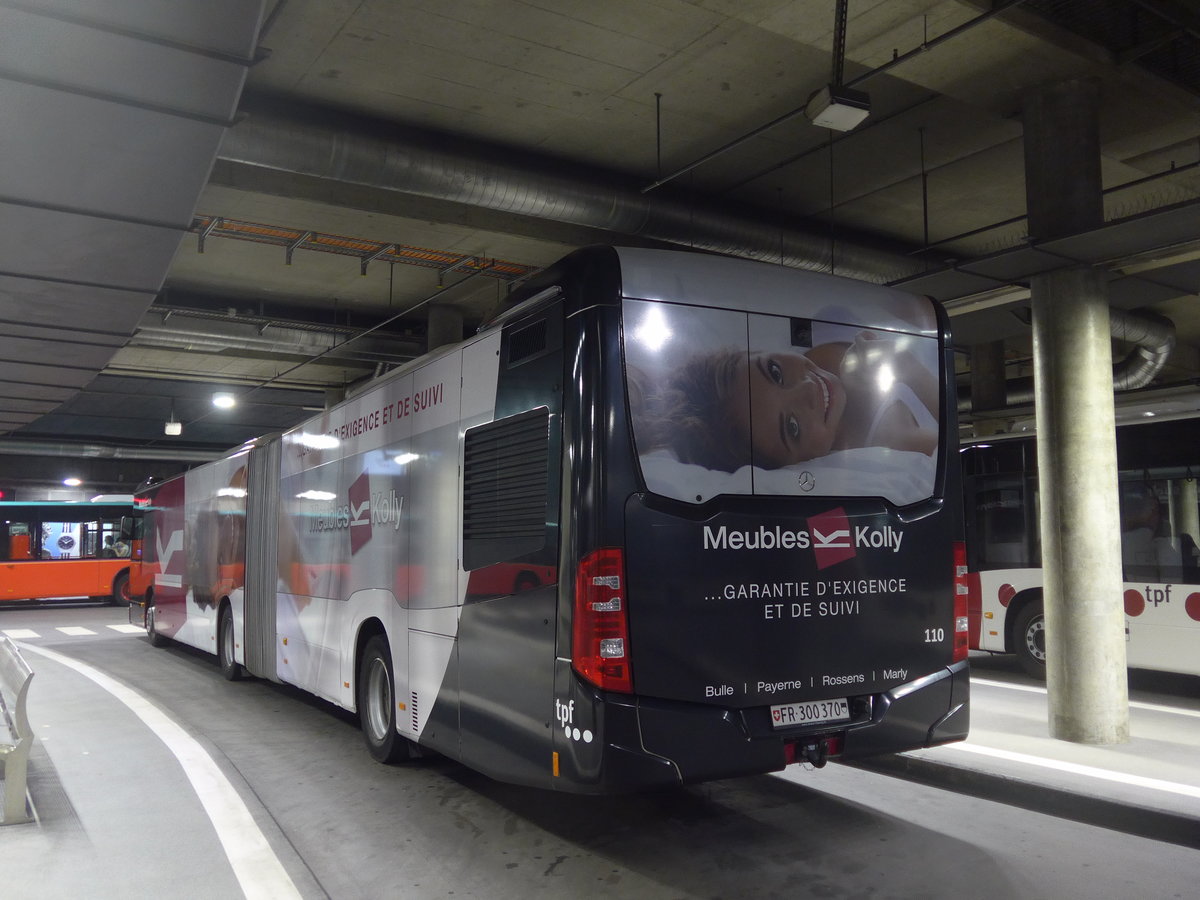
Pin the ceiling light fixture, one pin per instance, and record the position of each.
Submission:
(173, 426)
(834, 106)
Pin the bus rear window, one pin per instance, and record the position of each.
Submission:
(729, 401)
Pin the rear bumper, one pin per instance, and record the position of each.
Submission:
(652, 743)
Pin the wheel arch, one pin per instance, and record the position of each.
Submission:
(369, 628)
(1021, 600)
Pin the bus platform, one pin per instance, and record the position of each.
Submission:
(124, 811)
(1149, 785)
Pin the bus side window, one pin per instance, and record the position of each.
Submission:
(1156, 539)
(17, 541)
(1000, 525)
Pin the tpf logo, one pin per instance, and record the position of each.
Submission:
(831, 538)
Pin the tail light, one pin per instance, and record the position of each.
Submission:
(600, 630)
(961, 592)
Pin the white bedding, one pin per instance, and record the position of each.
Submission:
(901, 477)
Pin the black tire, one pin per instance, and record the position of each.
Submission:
(1030, 636)
(377, 703)
(121, 595)
(155, 639)
(231, 670)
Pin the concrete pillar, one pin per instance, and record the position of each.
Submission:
(1086, 673)
(444, 327)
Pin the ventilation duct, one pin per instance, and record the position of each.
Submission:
(454, 169)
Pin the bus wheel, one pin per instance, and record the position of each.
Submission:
(121, 591)
(231, 670)
(377, 706)
(156, 640)
(1031, 640)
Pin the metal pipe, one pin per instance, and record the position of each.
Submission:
(1153, 339)
(103, 451)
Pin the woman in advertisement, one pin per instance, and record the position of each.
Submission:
(724, 407)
________
- [EXERCISE]
Edit the records by changing each "Submission" to "Marked points", keeping every other word and line the same. Don't include the pictures in your answer.

- [COMPLETE OUTPUT]
Pin the ceiling light fixture, one pin per instance, and record the position of each.
Marked points:
(173, 426)
(834, 106)
Pin the bus rear window, one pin per instance, and record the position of each.
Marked points:
(729, 401)
Pin the rear bumper, one pin per instance, and record the position of each.
Marked points:
(652, 743)
Pin the wheel arch, one pin per instance, and record the position of each.
Marked points:
(369, 628)
(1021, 600)
Pin the bus platform, one pin per instance, and record the position of each.
Marked points:
(124, 811)
(1149, 785)
Pin the bus side window, one pin per instance, and record the position of each.
Marked points:
(1156, 539)
(17, 541)
(1000, 525)
Pin the tpf logo, one pin per instance, and record the position of each.
Marked points:
(831, 538)
Pin the tail light, one pin per instance, and record the position of each.
Marked points:
(600, 630)
(961, 592)
Pin the white bedding, one pin per instance, and record the position of each.
Marked points:
(901, 477)
Pin the black tire, one pin per instance, and record the position of each.
Marked points:
(1030, 636)
(377, 703)
(121, 595)
(155, 639)
(231, 670)
Pin the concrete pillar, one pin per instance, and record the position of each.
Marked points:
(1086, 673)
(444, 327)
Pin the ventilation duct, one pin per instance, and record the position of each.
Marked points:
(454, 169)
Pin the bus wheel, one pin per instance, and record the position of each.
Marked points:
(121, 591)
(231, 670)
(377, 706)
(156, 640)
(1031, 640)
Pin the metal pipe, one pin per instance, and record the position of each.
Marked points:
(1153, 339)
(103, 451)
Pin the woman in advertisement, one pin per instance, and record the position of each.
Marked points:
(724, 407)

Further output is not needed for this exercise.